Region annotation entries
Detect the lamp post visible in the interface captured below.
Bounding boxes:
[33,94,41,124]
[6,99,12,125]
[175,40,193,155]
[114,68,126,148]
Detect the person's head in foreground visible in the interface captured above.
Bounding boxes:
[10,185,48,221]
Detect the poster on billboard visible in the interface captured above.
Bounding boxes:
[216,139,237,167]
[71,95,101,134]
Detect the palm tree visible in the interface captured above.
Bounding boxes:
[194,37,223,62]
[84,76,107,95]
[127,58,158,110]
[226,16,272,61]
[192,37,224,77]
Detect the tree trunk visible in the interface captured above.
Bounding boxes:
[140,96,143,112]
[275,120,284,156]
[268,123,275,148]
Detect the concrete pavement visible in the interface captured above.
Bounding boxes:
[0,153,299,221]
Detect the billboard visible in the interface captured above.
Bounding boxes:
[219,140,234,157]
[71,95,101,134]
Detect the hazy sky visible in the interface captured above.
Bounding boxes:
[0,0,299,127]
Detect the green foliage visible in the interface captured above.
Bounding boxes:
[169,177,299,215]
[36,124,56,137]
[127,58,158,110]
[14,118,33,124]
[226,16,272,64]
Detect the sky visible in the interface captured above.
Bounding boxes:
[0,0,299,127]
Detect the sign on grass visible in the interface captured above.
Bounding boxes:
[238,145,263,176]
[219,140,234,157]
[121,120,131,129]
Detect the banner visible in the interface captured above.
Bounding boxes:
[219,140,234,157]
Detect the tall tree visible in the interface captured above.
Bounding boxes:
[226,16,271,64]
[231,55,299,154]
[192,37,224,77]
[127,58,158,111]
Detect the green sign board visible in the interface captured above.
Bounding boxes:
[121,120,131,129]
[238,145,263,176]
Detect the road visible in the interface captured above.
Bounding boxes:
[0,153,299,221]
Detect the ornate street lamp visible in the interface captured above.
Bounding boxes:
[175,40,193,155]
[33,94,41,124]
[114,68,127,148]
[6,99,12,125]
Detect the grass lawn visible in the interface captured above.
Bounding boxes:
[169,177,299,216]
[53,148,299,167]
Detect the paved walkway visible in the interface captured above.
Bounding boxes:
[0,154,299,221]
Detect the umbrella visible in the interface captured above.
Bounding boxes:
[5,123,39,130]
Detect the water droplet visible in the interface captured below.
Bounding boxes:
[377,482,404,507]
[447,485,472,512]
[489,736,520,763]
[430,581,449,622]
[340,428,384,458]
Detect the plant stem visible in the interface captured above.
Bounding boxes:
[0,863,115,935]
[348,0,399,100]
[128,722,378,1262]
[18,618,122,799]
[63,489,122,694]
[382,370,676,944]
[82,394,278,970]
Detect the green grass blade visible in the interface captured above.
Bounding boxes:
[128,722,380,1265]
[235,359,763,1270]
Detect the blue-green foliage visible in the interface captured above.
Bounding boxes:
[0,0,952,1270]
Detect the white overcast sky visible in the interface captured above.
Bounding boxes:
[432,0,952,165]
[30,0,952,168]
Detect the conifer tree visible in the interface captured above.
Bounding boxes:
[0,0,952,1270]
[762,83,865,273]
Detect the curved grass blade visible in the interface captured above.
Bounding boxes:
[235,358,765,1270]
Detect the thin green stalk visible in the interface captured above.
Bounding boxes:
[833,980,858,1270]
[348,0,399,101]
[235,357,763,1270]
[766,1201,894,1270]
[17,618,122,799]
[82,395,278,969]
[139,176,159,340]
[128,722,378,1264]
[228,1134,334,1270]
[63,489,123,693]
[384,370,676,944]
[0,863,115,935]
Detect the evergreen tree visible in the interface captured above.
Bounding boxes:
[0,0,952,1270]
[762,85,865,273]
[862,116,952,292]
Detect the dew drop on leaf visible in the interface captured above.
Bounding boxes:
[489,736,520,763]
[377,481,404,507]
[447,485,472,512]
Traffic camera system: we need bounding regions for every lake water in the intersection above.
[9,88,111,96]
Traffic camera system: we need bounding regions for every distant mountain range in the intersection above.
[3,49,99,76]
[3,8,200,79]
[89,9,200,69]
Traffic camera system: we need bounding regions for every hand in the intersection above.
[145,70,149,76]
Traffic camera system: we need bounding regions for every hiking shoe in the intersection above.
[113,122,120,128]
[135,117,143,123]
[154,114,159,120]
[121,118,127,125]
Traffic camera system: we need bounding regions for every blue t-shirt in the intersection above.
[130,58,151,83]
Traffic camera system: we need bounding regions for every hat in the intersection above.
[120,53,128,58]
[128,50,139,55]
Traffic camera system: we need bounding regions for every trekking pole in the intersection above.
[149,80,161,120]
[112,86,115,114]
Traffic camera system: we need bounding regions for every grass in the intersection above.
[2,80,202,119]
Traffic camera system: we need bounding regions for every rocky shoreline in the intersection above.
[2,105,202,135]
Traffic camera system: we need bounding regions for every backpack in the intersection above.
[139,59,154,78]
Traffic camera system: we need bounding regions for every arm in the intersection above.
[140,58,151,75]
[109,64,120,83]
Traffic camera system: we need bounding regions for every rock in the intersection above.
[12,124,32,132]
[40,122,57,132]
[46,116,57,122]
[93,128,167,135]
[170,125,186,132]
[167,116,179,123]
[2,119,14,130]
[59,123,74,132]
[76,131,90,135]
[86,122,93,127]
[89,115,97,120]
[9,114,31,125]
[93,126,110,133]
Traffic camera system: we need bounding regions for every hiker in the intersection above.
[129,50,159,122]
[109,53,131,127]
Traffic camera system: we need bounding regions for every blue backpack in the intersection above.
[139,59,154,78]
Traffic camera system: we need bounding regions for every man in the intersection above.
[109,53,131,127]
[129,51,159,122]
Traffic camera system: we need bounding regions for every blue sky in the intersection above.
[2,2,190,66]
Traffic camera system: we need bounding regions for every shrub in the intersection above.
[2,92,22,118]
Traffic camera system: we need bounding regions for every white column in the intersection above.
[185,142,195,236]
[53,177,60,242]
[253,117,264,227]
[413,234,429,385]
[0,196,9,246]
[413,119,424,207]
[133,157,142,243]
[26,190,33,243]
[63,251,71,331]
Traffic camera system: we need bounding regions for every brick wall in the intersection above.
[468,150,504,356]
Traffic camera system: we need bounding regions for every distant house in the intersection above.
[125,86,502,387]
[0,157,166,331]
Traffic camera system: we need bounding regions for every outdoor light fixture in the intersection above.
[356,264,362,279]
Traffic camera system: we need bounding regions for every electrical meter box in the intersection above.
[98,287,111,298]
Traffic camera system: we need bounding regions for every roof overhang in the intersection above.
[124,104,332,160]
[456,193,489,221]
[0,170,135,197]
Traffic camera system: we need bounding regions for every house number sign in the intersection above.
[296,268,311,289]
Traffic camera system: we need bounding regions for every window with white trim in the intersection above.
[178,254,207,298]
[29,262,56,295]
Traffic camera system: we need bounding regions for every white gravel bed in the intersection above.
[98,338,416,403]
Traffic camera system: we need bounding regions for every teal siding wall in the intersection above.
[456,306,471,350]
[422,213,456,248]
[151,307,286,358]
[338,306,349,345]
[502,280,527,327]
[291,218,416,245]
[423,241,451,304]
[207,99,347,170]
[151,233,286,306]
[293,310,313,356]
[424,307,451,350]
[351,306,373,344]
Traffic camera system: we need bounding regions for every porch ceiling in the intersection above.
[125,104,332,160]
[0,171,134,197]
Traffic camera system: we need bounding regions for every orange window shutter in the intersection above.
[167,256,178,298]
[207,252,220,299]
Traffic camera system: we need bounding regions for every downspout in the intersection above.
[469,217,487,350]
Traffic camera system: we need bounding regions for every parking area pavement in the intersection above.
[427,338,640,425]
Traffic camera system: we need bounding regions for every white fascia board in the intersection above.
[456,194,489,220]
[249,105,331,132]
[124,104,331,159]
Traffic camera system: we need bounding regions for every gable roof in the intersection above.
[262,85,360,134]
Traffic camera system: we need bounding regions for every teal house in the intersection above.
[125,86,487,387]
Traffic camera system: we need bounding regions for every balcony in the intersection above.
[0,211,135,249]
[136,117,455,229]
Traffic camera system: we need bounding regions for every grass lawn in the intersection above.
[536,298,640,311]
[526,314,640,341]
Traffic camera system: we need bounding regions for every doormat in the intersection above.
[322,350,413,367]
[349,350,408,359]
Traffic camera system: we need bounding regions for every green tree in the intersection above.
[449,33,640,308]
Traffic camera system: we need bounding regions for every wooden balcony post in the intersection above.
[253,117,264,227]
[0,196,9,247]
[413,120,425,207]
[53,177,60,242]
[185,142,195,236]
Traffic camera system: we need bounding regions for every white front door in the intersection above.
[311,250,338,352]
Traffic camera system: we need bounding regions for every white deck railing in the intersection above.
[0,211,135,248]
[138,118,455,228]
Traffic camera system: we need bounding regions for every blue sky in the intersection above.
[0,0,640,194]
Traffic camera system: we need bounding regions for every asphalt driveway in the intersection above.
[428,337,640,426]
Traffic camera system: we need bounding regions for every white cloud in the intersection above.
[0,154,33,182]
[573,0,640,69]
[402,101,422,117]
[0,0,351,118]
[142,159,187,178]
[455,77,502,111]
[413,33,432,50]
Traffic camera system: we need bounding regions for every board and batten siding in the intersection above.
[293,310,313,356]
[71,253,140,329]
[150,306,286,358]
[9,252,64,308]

PROBLEM TO SOLVE »
Convert the entries from the line with "Detect the thin" to the line with "[9,88,111,96]", both included, into a JSON list of strings with one string per line and blank lines omitted.

FINAL ANSWER »
[
  "Detect the thin green stalk visible in the interface captured above.",
  "Bounding boxes:",
  "[833,980,858,1270]",
  "[348,0,399,101]",
  "[235,357,763,1270]",
  "[766,1201,894,1270]",
  "[17,618,122,799]",
  "[82,395,278,969]",
  "[139,176,159,340]",
  "[128,722,378,1264]",
  "[228,1134,334,1270]",
  "[63,489,123,693]",
  "[384,370,676,944]",
  "[0,863,115,935]",
  "Detect the evergreen tree visible in the interface captured above.",
  "Bounding boxes:",
  "[0,0,952,1270]",
  "[762,85,865,273]",
  "[862,116,952,292]",
  "Detect the dew drop on leaf visible in the interface captured above.",
  "Bounding boxes:",
  "[489,736,520,763]",
  "[377,481,404,507]",
  "[447,485,472,512]",
  "Traffic camera system: we need bounding regions for every lake water in the intersection above.",
  "[9,88,111,96]"
]